Planner Aware Path Learning in Diffusion Language Models Training¶

Conference: ICLR2026
OpenReview: https://openreview.net/forum?id=lAlI5FuIf7
Code: https://github.com/pengzhangzhi/PAPL
Area: Text Generation / Diffusion Language Models
Keywords: Diffusion Language Models, Path Planning, Masked Diffusion, P-ELBO, Code Generation

TL;DR¶

This paper points out the mismatch between the default "random unmasking paths" used in training and the actual "planner-guided paths" used during inference in masked diffusion language models. It proposes Planner-Aware Path Learning (PAPL), which reweights the masked diffusion loss using planner confidence to align training more closely with the inference path. This leads to steady quality improvements in protein sequence, text, and code generation.

Background & Motivation¶

Background: Discrete diffusion language models, specifically Masked Diffusion Language Models (MDLMs), treat generation as a process of iteratively recovering clean tokens from a fully masked sequence. Compared to autoregressive models that must generate from left to right, MDLMs can fill tokens in any order, making them naturally suitable for discrete data like text, code, and protein sequences that lack a unique "correct generation order" or require parallel generation.

Limitations of Prior Work: Standard MDLM training typically masks a random subset of tokens and applies uniformly weighted cross-entropy across all masked positions. This implicitly assumes that each step of inference will also involve choosing a position to decode uniformly at random from the current masked set. However, in practice, planners such as greedy confidence, MaskGIT, P2 self-planning, or remasking are often used to determine the next position to fill to improve sample quality.

Key Challenge: While the model is trained to treat all random paths equally, the planner during inference favors certain high-confidence, more successful paths. In other words, the training objective optimizes a "denoiser on uniform paths," but the model is deployed on "paths selected by the planner." If the denoiser is imperfect, different decoding orders yield different quality levels, making the standard ELBO an inaccurate description of the generation probability for planner-guided inference.

Goal: The authors aim to answer not which planner is better at inference time, but how the training objective should be modified to let the denoiser learn the paths it will actually take, given that a planner will be used. This requires theoretically incorporating the planner into the reverse dynamics of diffusion language models and deriving a trainable approximation from a new lower bound.

Key Insight: The paper views the token-by-token unmasking process of MDLMs as a discrete-time Markov chain and compares the path-wise KL divergence between the model's planner-guided reverse dynamics and an "ideal planner reverse dynamics" that knows the ground truth. This perspective treats the planner not just as an inference trick, but as a direct component in the definition of the generative distribution and the ELBO.

## EXERCISE REQUIREMENTS
#1 Retype the part of the PAPL paper summary above, starting with "Limitations of Prior" and going on through "improve sample quality.".
#2 Extend the summary of the Planner-Aware Path Learning paper above from the point where it stops.

## RECORDS SHOWN

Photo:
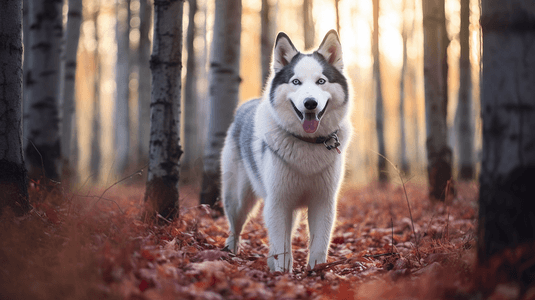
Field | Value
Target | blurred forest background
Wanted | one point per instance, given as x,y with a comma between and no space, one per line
112,98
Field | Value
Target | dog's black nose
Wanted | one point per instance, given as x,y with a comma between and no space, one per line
310,103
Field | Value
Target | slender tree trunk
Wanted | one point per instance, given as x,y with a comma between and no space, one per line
439,154
379,109
308,24
506,240
337,9
191,138
161,195
122,112
266,40
224,88
13,177
67,94
26,68
403,141
46,32
464,122
94,163
144,88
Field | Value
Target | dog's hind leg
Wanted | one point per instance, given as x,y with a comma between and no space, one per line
238,202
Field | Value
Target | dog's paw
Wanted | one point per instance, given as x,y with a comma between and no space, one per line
280,263
232,244
316,260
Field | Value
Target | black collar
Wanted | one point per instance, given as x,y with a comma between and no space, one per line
322,140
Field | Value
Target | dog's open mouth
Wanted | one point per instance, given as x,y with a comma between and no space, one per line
310,121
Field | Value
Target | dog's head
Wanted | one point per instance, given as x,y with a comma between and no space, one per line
308,92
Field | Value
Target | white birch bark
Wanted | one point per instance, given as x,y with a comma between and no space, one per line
144,87
122,113
95,156
13,180
439,156
464,120
67,85
224,89
403,141
266,39
308,24
46,33
379,106
191,132
161,195
506,215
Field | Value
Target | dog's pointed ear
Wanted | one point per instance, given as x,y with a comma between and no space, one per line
331,49
283,52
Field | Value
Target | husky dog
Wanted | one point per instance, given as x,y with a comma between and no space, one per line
288,149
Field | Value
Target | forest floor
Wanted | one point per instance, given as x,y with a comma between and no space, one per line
92,245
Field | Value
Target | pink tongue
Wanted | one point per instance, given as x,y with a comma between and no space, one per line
310,126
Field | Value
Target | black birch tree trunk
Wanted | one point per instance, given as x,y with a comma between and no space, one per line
46,32
13,176
161,195
506,240
439,156
144,88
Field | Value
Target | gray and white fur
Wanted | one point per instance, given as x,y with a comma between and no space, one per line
276,150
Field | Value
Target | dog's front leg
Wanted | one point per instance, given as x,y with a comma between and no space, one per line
321,215
279,219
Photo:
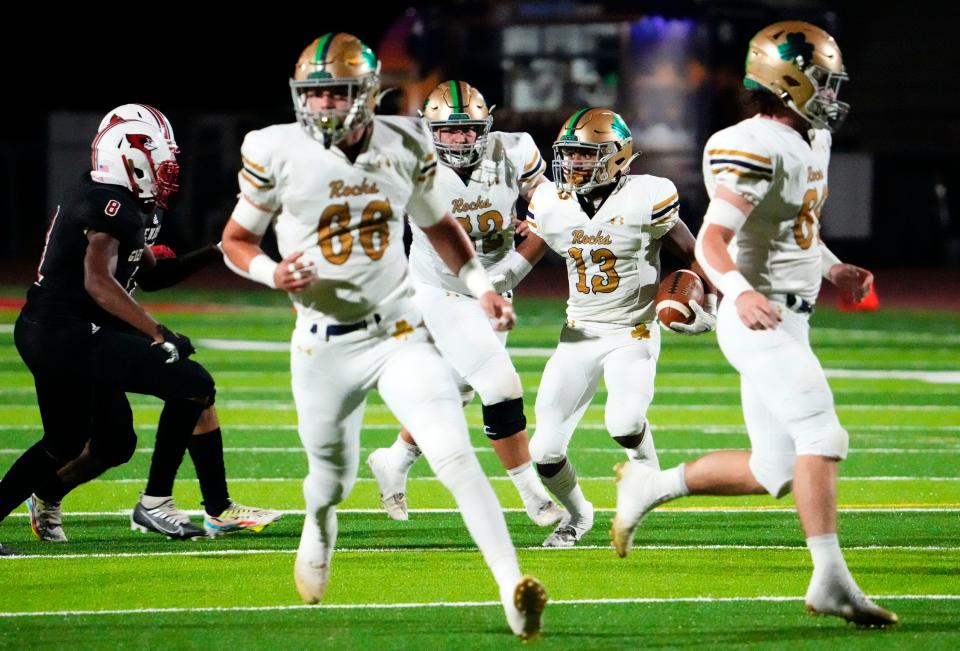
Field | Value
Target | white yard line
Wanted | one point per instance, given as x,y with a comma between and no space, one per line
458,604
683,510
939,451
268,480
468,549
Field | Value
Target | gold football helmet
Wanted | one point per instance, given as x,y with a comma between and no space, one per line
801,64
593,148
456,104
341,64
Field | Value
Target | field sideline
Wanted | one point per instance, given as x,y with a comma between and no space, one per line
710,573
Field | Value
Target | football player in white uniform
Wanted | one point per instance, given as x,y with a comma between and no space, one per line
767,180
338,184
479,179
609,226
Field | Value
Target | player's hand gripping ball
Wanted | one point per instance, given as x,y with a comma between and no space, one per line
674,295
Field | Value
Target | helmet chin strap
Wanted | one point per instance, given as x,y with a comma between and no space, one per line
625,166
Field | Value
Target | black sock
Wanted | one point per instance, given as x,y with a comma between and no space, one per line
206,450
34,468
177,421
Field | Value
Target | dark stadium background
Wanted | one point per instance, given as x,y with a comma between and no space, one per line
219,70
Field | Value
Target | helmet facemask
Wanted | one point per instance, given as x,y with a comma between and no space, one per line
331,125
465,154
584,175
824,110
135,155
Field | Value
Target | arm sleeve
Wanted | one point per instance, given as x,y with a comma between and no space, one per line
739,163
532,165
259,198
171,270
425,207
665,212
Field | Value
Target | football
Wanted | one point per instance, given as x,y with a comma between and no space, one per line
675,293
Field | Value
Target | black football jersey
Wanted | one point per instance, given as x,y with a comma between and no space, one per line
59,289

## ANSWERS TO EACH TASK
#1
Limitations of Prior Work: Standard MDLM training typically masks a random subset of tokens and applies uniformly weighted cross-entropy across all masked positions. This implicitly assumes that each step of inference will also involve choosing a position to decode uniformly at random from the current masked set. However, in practice, planners such as greedy confidence, MaskGIT, P2 self-planning, or remasking are often used to determine the next position to fill to improve sample quality.

#2
Core Idea: Use the probability that a planner will select a certain masked position to reweight the denoising loss. This directs more training capacity toward the generation paths most likely to be traversed during inference, rather than wasting it on random paths that the planner will rarely take.

Method¶

Overall Architecture¶

The logic of PAPL consists of four steps: formalizing the "unmasking process with a planner," proving that the standard uniform ELBO no longer matches planner-guided inference, deriving the Planner-Aware ELBO (P-ELBO), and finally approximating the theoretical objective into a training algorithm that primarily modifies loss weights. The input is a clean sequence \(x_0\). During training, a partial mask state \(x_k\) is randomly generated. The denoiser predicts the original tokens for each masked position, and the planner assigns a weight to each position based on denoiser confidence. The final loss applies stronger supervision to positions more likely to be selected by the planner.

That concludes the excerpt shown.